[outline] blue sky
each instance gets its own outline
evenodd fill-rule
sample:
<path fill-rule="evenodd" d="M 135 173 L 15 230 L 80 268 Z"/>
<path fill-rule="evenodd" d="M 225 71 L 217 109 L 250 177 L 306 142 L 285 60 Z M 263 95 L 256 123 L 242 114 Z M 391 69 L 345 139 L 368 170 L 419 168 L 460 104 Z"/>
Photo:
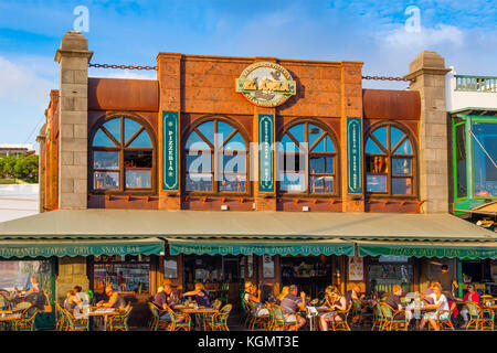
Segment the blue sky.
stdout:
<path fill-rule="evenodd" d="M 401 76 L 423 50 L 435 50 L 461 74 L 497 76 L 497 2 L 332 0 L 0 0 L 0 143 L 34 143 L 61 38 L 73 10 L 89 11 L 92 62 L 155 65 L 158 52 L 355 60 L 364 75 Z M 421 29 L 405 30 L 410 6 Z M 154 78 L 155 72 L 89 69 L 91 76 Z M 404 83 L 363 82 L 405 88 Z"/>

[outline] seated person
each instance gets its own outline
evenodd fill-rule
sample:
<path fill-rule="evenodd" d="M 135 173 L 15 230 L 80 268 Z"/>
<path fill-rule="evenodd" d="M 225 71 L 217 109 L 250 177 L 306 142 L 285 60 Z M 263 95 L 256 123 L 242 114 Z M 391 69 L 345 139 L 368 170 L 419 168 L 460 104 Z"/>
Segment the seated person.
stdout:
<path fill-rule="evenodd" d="M 405 318 L 408 318 L 409 324 L 412 319 L 412 311 L 404 310 L 404 308 L 402 307 L 401 296 L 402 287 L 399 285 L 394 285 L 392 292 L 387 297 L 385 303 L 389 304 L 394 311 L 400 311 L 400 313 L 395 315 L 395 320 L 404 320 Z"/>
<path fill-rule="evenodd" d="M 253 285 L 250 281 L 245 282 L 244 298 L 247 302 L 251 302 L 252 304 L 254 304 L 257 308 L 257 310 L 255 312 L 255 314 L 257 317 L 265 317 L 265 315 L 269 314 L 269 311 L 266 308 L 264 308 L 264 304 L 261 302 L 261 289 L 257 290 L 257 296 L 255 295 L 256 290 L 257 290 L 257 288 L 255 285 Z"/>
<path fill-rule="evenodd" d="M 347 299 L 347 304 L 349 304 L 352 299 L 361 301 L 364 299 L 366 295 L 361 293 L 361 287 L 356 284 L 351 290 L 346 291 L 345 297 Z"/>
<path fill-rule="evenodd" d="M 73 311 L 76 307 L 81 304 L 81 300 L 76 298 L 74 289 L 67 291 L 67 297 L 64 300 L 64 309 L 68 311 Z"/>
<path fill-rule="evenodd" d="M 126 306 L 125 300 L 117 291 L 114 290 L 113 285 L 109 284 L 105 286 L 105 293 L 108 297 L 108 301 L 101 300 L 97 302 L 97 307 L 121 309 Z"/>
<path fill-rule="evenodd" d="M 434 293 L 430 295 L 430 297 L 433 298 L 433 306 L 435 306 L 435 311 L 429 311 L 423 314 L 423 318 L 421 319 L 420 330 L 423 330 L 424 325 L 426 324 L 426 320 L 430 322 L 430 324 L 433 327 L 435 331 L 440 331 L 440 328 L 436 323 L 437 313 L 441 310 L 447 310 L 445 312 L 442 312 L 440 314 L 441 320 L 447 320 L 448 319 L 448 301 L 447 297 L 442 293 L 442 286 L 440 284 L 435 284 L 433 286 Z"/>
<path fill-rule="evenodd" d="M 281 302 L 281 307 L 283 308 L 288 315 L 285 318 L 286 322 L 296 322 L 297 328 L 295 330 L 300 329 L 306 324 L 306 319 L 298 314 L 299 310 L 306 310 L 306 293 L 300 292 L 300 298 L 297 297 L 298 288 L 295 285 L 289 286 L 288 295 L 286 295 Z"/>
<path fill-rule="evenodd" d="M 187 291 L 182 295 L 182 297 L 193 297 L 193 300 L 199 307 L 211 306 L 211 298 L 209 297 L 208 291 L 204 289 L 203 284 L 201 282 L 195 284 L 195 290 Z"/>
<path fill-rule="evenodd" d="M 157 308 L 160 308 L 161 310 L 163 310 L 163 312 L 161 312 L 159 314 L 161 320 L 171 320 L 171 315 L 168 312 L 168 309 L 173 309 L 175 307 L 175 301 L 172 300 L 172 288 L 171 285 L 169 285 L 168 282 L 165 282 L 165 285 L 162 286 L 162 290 L 159 291 L 156 297 L 154 298 L 154 304 Z M 184 315 L 179 314 L 177 317 L 177 322 L 182 322 L 184 321 Z"/>
<path fill-rule="evenodd" d="M 478 292 L 475 290 L 475 286 L 474 285 L 468 285 L 467 286 L 467 292 L 463 297 L 463 299 L 457 298 L 456 300 L 457 301 L 473 301 L 473 302 L 476 302 L 477 304 L 479 304 L 479 296 L 478 296 Z M 466 327 L 467 327 L 467 322 L 469 320 L 468 317 L 467 317 L 468 312 L 469 312 L 469 310 L 466 307 L 464 307 L 461 310 L 461 315 L 463 317 L 463 320 L 464 320 L 464 323 L 461 327 L 461 329 L 466 329 Z"/>
<path fill-rule="evenodd" d="M 335 286 L 329 286 L 325 290 L 326 306 L 331 309 L 331 311 L 324 313 L 319 317 L 319 327 L 321 331 L 328 331 L 328 322 L 329 321 L 343 321 L 346 315 L 339 311 L 347 310 L 347 299 L 341 295 L 340 290 L 338 290 Z"/>

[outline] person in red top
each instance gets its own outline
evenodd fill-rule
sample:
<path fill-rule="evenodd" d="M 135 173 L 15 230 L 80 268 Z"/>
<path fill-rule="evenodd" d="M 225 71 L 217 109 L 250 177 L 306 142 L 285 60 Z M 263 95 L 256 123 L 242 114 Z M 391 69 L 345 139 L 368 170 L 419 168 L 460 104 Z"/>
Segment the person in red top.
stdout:
<path fill-rule="evenodd" d="M 463 299 L 457 298 L 457 301 L 473 301 L 473 302 L 476 302 L 477 304 L 479 304 L 479 296 L 478 296 L 478 292 L 475 290 L 475 286 L 468 285 L 466 296 L 464 296 Z M 461 315 L 464 319 L 464 323 L 461 327 L 462 329 L 465 329 L 467 327 L 467 321 L 468 321 L 467 313 L 468 313 L 468 310 L 466 307 L 464 307 L 461 310 Z"/>

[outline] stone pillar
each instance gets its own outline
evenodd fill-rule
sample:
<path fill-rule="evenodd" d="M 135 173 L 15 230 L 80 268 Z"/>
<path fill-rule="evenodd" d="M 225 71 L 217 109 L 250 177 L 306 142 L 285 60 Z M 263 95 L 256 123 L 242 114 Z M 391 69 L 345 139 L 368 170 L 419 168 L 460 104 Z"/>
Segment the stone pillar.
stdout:
<path fill-rule="evenodd" d="M 64 300 L 68 290 L 81 286 L 83 291 L 89 289 L 89 279 L 86 272 L 86 258 L 60 257 L 59 275 L 55 278 L 55 300 Z"/>
<path fill-rule="evenodd" d="M 87 203 L 88 62 L 87 40 L 68 31 L 56 51 L 60 65 L 59 208 L 85 210 Z"/>
<path fill-rule="evenodd" d="M 36 137 L 36 142 L 40 146 L 39 157 L 38 157 L 38 190 L 39 190 L 39 212 L 45 212 L 45 157 L 46 157 L 46 146 L 45 146 L 45 129 L 46 124 L 42 126 L 40 132 Z"/>
<path fill-rule="evenodd" d="M 419 90 L 421 117 L 419 136 L 419 185 L 422 213 L 448 212 L 448 124 L 445 106 L 444 58 L 424 51 L 409 65 L 409 89 Z"/>

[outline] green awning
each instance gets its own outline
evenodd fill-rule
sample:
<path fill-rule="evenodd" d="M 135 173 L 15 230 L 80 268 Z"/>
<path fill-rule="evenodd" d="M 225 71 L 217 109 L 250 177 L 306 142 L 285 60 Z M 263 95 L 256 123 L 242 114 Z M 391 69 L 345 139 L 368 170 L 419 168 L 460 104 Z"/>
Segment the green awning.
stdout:
<path fill-rule="evenodd" d="M 497 258 L 497 242 L 357 242 L 359 256 Z"/>
<path fill-rule="evenodd" d="M 167 238 L 171 255 L 347 255 L 353 256 L 355 244 L 340 239 L 260 240 L 260 239 L 177 239 Z"/>
<path fill-rule="evenodd" d="M 165 242 L 141 239 L 2 240 L 0 258 L 89 255 L 163 255 Z"/>

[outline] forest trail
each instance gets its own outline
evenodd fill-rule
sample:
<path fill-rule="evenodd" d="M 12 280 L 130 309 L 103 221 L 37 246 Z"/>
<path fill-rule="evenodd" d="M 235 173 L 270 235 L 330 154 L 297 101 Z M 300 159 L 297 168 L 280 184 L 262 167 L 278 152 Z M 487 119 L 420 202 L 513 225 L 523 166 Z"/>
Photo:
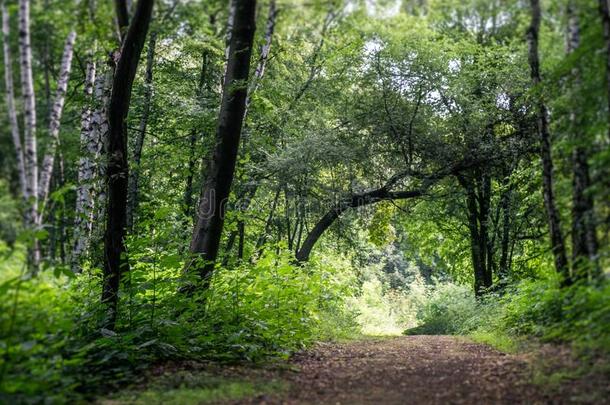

________________________________________

*Exercise details:* Report every line of the data above that contains the word "green", copying each such line in full.

*Output below:*
[outline] green awning
Segment the green awning.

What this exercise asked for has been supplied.